Problem to work on = From the records that follow, copy every line that contains the word "clicks".

━━ Dataset content ━━

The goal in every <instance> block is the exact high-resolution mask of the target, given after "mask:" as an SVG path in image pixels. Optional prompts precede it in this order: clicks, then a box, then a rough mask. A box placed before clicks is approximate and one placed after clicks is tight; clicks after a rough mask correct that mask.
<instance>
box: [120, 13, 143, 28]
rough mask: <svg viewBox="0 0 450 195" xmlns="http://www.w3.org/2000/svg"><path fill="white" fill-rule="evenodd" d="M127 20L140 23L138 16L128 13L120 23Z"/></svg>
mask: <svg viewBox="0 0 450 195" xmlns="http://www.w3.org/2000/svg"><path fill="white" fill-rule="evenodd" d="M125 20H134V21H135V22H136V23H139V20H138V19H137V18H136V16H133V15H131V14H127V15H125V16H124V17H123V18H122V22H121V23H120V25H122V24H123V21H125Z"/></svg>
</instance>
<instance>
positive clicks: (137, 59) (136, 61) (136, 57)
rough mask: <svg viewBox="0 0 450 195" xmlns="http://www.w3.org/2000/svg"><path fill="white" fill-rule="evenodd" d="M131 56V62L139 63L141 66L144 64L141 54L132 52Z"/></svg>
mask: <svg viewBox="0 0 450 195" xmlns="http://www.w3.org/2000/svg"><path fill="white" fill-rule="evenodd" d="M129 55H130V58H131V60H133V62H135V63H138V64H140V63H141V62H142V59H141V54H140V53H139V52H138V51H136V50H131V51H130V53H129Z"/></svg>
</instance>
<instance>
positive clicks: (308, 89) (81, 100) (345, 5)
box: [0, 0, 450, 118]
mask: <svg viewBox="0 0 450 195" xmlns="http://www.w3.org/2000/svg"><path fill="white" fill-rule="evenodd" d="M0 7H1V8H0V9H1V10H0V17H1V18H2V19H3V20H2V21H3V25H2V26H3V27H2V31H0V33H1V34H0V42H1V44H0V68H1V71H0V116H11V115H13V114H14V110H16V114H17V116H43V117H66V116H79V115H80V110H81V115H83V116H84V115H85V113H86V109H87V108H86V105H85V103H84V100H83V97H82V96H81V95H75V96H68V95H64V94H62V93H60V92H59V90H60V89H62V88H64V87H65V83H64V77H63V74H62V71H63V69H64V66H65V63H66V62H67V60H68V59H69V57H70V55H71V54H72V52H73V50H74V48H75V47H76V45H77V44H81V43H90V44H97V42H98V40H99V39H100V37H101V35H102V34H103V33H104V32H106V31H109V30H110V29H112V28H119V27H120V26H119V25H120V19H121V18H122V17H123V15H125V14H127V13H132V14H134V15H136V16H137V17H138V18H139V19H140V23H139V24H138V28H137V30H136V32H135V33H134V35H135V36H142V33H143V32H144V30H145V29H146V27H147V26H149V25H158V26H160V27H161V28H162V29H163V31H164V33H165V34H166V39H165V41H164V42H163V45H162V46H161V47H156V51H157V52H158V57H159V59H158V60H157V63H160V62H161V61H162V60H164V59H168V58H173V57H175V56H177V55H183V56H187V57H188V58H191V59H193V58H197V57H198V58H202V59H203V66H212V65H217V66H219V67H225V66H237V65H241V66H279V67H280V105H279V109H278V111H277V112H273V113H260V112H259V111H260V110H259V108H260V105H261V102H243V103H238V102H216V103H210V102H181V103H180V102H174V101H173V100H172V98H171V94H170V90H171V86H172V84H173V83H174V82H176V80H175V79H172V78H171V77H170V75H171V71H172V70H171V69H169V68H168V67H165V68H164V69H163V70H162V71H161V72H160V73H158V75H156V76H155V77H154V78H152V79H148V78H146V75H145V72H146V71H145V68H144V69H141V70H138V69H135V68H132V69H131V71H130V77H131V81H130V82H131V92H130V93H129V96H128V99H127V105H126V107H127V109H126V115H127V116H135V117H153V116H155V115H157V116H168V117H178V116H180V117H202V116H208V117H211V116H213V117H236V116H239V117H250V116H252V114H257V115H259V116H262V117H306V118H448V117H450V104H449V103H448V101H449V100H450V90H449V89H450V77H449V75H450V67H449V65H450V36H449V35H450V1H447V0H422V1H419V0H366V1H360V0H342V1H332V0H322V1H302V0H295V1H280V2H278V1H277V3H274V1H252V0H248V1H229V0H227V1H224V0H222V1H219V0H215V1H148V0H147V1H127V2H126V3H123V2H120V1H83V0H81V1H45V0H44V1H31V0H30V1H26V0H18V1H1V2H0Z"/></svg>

━━━

Exercise answer =
The goal in every <instance> block is the exact high-resolution mask of the target, given after "mask:" as an SVG path in image pixels. Optional prompts precede it in this order: clicks, then a box, then a rough mask. A box placed before clicks is approximate and one placed after clicks is tight; clicks after a rough mask correct that mask.
positive clicks: (137, 59) (136, 61) (136, 57)
positive clicks: (308, 89) (81, 100) (345, 5)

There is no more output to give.